### HOW TO COMPLETE THIS TASK
Pick out every line of the entries below where "woman" occurs, and copy those lines.

● ● ● ●

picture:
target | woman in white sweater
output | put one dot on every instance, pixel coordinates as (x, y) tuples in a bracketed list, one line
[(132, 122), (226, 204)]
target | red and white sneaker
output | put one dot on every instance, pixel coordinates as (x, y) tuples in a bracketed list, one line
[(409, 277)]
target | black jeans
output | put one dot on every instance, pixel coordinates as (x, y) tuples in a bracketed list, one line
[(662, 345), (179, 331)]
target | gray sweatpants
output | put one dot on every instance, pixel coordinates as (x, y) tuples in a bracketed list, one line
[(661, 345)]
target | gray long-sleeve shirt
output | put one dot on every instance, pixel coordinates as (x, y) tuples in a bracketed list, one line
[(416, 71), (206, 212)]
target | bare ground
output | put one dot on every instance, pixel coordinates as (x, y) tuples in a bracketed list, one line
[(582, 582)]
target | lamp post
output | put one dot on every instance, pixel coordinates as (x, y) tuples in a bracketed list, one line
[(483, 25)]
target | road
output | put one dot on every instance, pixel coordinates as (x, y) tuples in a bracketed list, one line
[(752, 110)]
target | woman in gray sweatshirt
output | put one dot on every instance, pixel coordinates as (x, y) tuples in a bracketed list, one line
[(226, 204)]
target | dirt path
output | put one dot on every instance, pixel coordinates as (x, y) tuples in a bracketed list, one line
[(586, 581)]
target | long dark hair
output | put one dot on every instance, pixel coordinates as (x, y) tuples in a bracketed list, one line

● ● ● ●

### EXERCISE RESULT
target | woman in white sweater
target | woman in gray sweatshirt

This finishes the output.